WHAT TO PRODUCE: Do not carry the pictures over; copy every other part of the entries exactly.

-- BEGIN DATA PROVIDED --

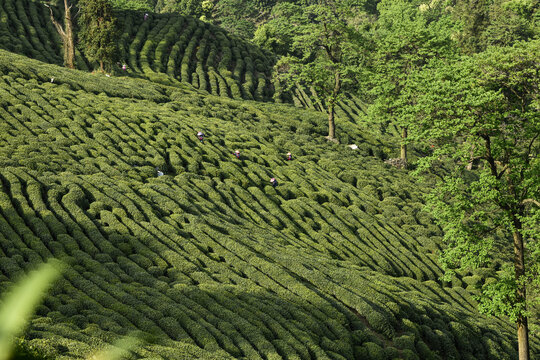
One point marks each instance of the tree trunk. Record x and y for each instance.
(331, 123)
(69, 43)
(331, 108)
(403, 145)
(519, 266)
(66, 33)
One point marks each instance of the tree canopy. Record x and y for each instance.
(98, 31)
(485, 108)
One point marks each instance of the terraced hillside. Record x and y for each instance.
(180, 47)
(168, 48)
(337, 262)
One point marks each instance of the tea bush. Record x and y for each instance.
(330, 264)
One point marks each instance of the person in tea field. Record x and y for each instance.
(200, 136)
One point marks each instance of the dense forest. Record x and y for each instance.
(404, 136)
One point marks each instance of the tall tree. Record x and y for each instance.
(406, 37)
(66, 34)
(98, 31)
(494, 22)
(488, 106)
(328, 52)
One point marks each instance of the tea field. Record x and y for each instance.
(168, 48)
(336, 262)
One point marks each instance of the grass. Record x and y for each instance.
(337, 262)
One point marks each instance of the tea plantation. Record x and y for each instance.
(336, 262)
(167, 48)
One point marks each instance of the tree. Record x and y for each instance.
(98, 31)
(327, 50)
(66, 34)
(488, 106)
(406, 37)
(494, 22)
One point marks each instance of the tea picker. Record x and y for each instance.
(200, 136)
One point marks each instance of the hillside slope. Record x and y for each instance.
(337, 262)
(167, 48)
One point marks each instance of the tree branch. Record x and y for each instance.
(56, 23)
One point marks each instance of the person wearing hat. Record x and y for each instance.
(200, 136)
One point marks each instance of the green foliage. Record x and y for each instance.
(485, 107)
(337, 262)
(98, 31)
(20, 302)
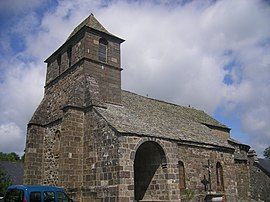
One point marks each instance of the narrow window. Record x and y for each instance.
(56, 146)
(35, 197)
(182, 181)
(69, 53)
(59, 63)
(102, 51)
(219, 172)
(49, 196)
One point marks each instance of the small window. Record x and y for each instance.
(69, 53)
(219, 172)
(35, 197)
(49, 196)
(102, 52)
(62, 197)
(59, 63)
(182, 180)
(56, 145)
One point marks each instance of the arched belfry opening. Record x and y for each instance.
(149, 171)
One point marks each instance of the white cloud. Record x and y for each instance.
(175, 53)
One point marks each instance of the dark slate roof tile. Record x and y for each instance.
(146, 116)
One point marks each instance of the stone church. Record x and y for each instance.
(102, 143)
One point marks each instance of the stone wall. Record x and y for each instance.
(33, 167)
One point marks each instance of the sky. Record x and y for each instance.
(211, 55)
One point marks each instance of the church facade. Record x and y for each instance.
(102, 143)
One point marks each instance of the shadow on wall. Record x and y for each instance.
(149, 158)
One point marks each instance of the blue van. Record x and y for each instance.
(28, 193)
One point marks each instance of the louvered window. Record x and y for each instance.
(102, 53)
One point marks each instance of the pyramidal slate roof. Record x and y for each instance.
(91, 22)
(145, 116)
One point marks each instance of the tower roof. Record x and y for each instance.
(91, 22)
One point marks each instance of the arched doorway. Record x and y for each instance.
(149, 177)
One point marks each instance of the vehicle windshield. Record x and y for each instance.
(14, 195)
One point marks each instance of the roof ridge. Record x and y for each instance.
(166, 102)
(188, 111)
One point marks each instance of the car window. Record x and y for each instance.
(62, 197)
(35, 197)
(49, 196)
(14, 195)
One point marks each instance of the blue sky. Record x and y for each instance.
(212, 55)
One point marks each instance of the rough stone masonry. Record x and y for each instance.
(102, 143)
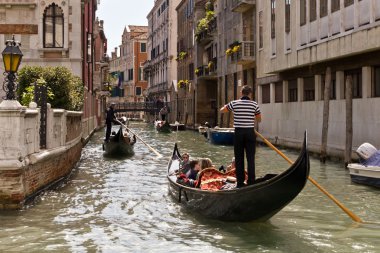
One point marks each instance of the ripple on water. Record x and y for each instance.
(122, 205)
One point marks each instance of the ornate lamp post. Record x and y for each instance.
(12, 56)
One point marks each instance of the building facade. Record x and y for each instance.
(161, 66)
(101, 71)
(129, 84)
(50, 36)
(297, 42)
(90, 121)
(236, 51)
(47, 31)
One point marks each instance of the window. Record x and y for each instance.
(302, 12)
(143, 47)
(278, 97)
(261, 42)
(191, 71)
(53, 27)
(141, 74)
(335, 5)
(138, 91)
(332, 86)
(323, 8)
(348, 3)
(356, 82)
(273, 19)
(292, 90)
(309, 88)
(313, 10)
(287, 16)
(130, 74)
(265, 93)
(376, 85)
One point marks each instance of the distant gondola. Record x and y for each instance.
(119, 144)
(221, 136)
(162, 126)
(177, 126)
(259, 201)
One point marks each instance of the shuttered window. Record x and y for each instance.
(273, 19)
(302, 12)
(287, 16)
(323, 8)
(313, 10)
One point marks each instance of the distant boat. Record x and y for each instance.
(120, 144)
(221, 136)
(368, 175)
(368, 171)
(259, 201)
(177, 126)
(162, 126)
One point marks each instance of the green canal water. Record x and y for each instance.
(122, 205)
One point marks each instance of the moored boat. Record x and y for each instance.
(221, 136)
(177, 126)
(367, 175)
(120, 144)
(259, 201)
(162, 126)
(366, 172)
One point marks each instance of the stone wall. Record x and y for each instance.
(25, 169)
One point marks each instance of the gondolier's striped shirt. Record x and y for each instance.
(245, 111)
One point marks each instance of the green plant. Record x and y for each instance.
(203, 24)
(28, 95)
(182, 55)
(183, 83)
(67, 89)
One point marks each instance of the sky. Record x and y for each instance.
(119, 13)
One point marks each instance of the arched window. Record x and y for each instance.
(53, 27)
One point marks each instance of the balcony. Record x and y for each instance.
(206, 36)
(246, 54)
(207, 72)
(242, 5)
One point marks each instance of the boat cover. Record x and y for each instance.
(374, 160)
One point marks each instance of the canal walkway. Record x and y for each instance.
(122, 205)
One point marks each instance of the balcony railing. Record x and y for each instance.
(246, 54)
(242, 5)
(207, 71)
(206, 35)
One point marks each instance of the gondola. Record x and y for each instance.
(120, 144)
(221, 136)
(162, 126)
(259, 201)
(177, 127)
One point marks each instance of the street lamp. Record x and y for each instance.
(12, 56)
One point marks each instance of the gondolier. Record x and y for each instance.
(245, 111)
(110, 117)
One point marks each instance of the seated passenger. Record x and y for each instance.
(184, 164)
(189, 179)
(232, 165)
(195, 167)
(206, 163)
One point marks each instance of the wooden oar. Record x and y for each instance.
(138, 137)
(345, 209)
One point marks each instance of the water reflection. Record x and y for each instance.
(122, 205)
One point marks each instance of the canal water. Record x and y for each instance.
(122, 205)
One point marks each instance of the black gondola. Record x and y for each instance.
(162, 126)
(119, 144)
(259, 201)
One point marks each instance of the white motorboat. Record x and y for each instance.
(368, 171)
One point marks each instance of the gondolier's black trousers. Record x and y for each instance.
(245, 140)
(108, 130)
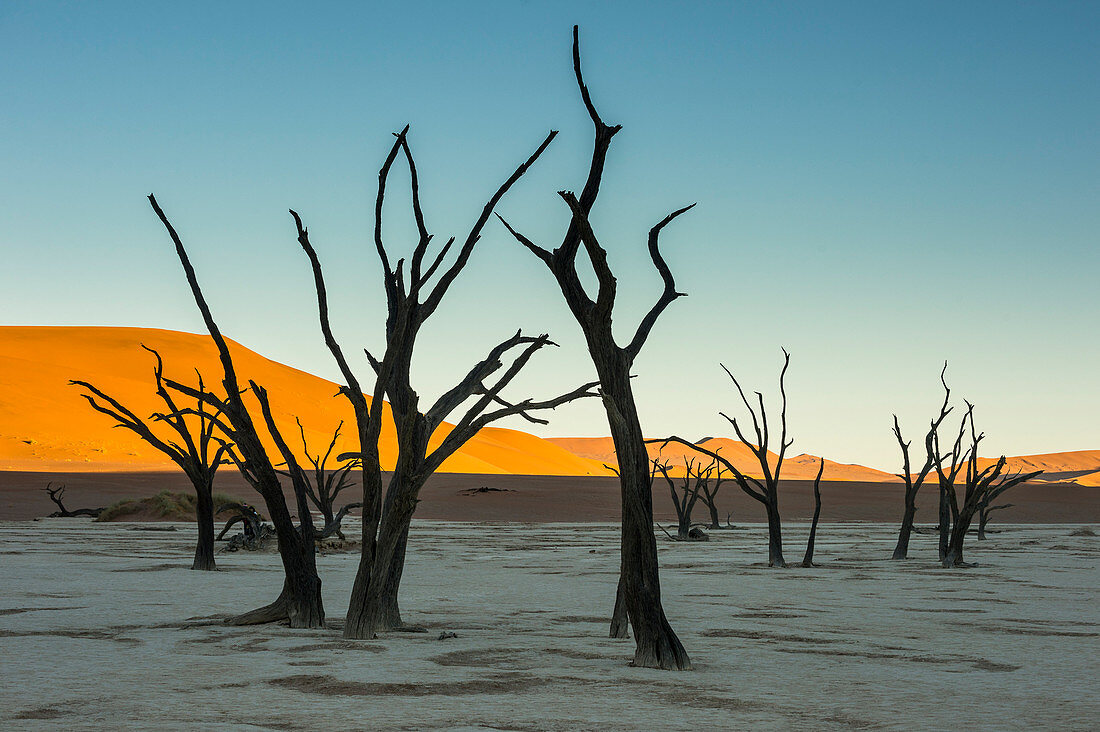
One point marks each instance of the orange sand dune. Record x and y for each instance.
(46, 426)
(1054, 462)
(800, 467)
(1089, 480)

-- END DATA PROVIDED --

RIGHT ANSWER:
One point marks each instance of the tree trunk. Record x and y for each instance.
(331, 123)
(69, 43)
(331, 108)
(403, 145)
(519, 266)
(66, 33)
One point marks each instance of the tree canopy. Record x and y for each instance.
(98, 31)
(485, 108)
One point marks each instance of the terraced hillside. Record x and y for each instance.
(180, 47)
(168, 48)
(337, 262)
One point marks each instance of the tea bush. Record x and y for each instance.
(330, 264)
One point marks each instance of the person in tea field. Record x and y for each instance.
(200, 136)
One point marks each instance of the dense forest. Record x and y for each instance.
(404, 136)
One point marks each instance of the tall tree. Record x and y for each instance.
(406, 37)
(66, 34)
(98, 31)
(494, 22)
(488, 106)
(328, 52)
One point marks each instance of the tea field. Record x and y for each instance.
(168, 48)
(336, 262)
One point marks each instance of the grass. Record x and y for each instance.
(337, 262)
One point marks each instance of the tea plantation. Record x and y for each instance.
(336, 262)
(167, 48)
One point marks each instance of the tree. Record x and y for each instance.
(98, 31)
(327, 50)
(66, 34)
(488, 106)
(406, 37)
(494, 22)
One point marks each instance of the tea picker. Record x and y for each instance.
(200, 136)
One point marks each instance of the hillside slope. Record x and y for each instance.
(337, 262)
(167, 48)
One point marks each instance of the tree branch. Record x and y for each instance.
(56, 23)
One point marks each instance of the person wearing hat. Record x and y for each instance.
(200, 136)
One point marks each instance of the green foliage. Record x and y for each instance.
(485, 107)
(337, 262)
(98, 31)
(20, 302)
One point marks each instance of the narrow window. Record x and y for each instance.
(56, 146)
(35, 197)
(182, 181)
(69, 53)
(59, 63)
(102, 51)
(219, 172)
(49, 196)
One point marks each instance of the small window. Record x and y for each instance.
(69, 53)
(219, 172)
(35, 197)
(49, 196)
(102, 52)
(62, 197)
(59, 63)
(182, 180)
(56, 145)
One point marks each instance of the arched belfry opening. Record x and y for each instance.
(149, 171)
One point marks each instance of the white cloud. Record x and y for each instance.
(175, 53)
One point marks each instance of the dark slate roof tile. Record x and y for each instance.
(146, 116)
One point marks each instance of the stone church. Record x and y for each instance.
(102, 143)
One point marks each instance of the stone wall. Record x and y for each instance.
(33, 167)
One point marks each instance of the sky. Record x and y for each instance.
(211, 55)
One point marks each instance of the church facade. Record x and y for each instance.
(102, 143)
One point marks each instance of the shadow on wall. Record x and y for each instance.
(149, 158)
One point marks each instance of the blue van. Record x and y for each instance.
(28, 193)
One point marks each instance of the louvered window. Record x and y for each instance.
(102, 53)
One point marks each instance of the pyramidal slate roof. Record x and y for each instance.
(91, 22)
(145, 116)
One point marks each instance of the tower roof. Record x and y for each instance.
(91, 22)
One point marks each instance of the arched doorway. Record x and y for each instance.
(149, 177)
One point marks each instance of the vehicle windshield. Record x and y for each instance.
(14, 195)
One point marks each instance of the roof ridge. Record x and y for each instance.
(166, 102)
(188, 111)
One point marks each instance of the car window. Record x and y for each instance.
(62, 197)
(35, 197)
(49, 196)
(14, 195)
One point marks each instance of the blue sky. Record x and y for each instance.
(212, 55)
One point marks each instance of the rough stone masonry. Record x and y for each instance.
(102, 143)
One point marks each instance of the ripple on water. Record x and y for each instance.
(122, 205)
One point marks each instance of the ornate lamp post. Record x and y for each instance.
(12, 56)
One point marks each instance of the building facade. Record x and y for each instance.
(161, 66)
(101, 71)
(129, 84)
(50, 36)
(297, 42)
(90, 121)
(236, 51)
(47, 31)
One point marks each instance of the window. Record x and y for each instance.
(302, 12)
(143, 47)
(278, 97)
(261, 42)
(191, 71)
(53, 27)
(141, 74)
(335, 5)
(138, 91)
(332, 86)
(323, 8)
(348, 3)
(356, 82)
(273, 19)
(292, 90)
(309, 88)
(313, 10)
(287, 16)
(130, 74)
(265, 93)
(376, 85)
One point marks each instance of the distant gondola. Record x and y for each instance.
(119, 144)
(221, 136)
(162, 126)
(177, 126)
(259, 201)
One point marks each instance of the shuttered window. Record x and y for each instance.
(273, 19)
(302, 12)
(287, 16)
(323, 8)
(313, 10)
One point marks each instance of the distant boat. Record x and y for each instance.
(120, 144)
(221, 136)
(368, 175)
(368, 171)
(259, 201)
(177, 126)
(162, 126)
One point marks each instance of the green canal water. Record x and y for each instance.
(122, 205)
One point marks each instance of the moored boat. Record x and y for each instance.
(221, 136)
(177, 126)
(367, 175)
(120, 144)
(259, 201)
(162, 126)
(366, 172)
One point marks each instance of the stone wall. Record x and y for each instance.
(25, 169)
One point marks each instance of the gondolier's striped shirt. Record x and y for each instance.
(245, 111)
One point marks each instance of the green plant. Record x and y for each instance.
(203, 24)
(28, 95)
(182, 55)
(183, 83)
(67, 89)
One point marks each instance of the sky. Record x and y for each instance.
(119, 13)
One point marks each instance of the arched window. Record x and y for each instance.
(53, 27)
One point marks each instance of the balcony. Record x and y for each instance.
(206, 36)
(246, 54)
(207, 72)
(242, 5)
One point marks each instance of the boat cover. Record x and y for each instance.
(374, 160)
One point marks each instance of the canal walkway. Record x and y for each instance.
(122, 205)
One point marks each instance of the balcony railing. Record x and y for each instance.
(246, 54)
(242, 5)
(207, 71)
(206, 35)
One point marks each instance of the gondola. Record x and y for each instance.
(120, 144)
(221, 136)
(162, 126)
(259, 201)
(177, 127)
One point marks each instance of the street lamp. Record x and y for each instance.
(12, 56)
One point marks each instance of the gondolier. Record x and y for each instance.
(245, 111)
(110, 117)
One point marks each instance of the seated passenger. Record x and y for each instance.
(184, 164)
(189, 179)
(232, 165)
(195, 167)
(206, 163)
One point marks each instance of the wooden oar. Record x and y for each instance.
(138, 137)
(345, 209)
One point marks each instance of the water reflection. Record x and y for each instance.
(122, 205)
One point marks each instance of the canal water. Record x and y for each instance.
(122, 205)
One point marks each instance of the black gondola. Record x and y for each instance.
(162, 126)
(119, 144)
(259, 201)
One point marks each instance of the white motorboat. Record x and y for each instance.
(368, 171)
One point marks each instance of the gondolier's black trousers. Record x and y for each instance.
(245, 140)
(108, 130)
One point marks each instance of the orange sand dune. Record x and y for each instance.
(46, 426)
(1054, 462)
(800, 467)
(1089, 480)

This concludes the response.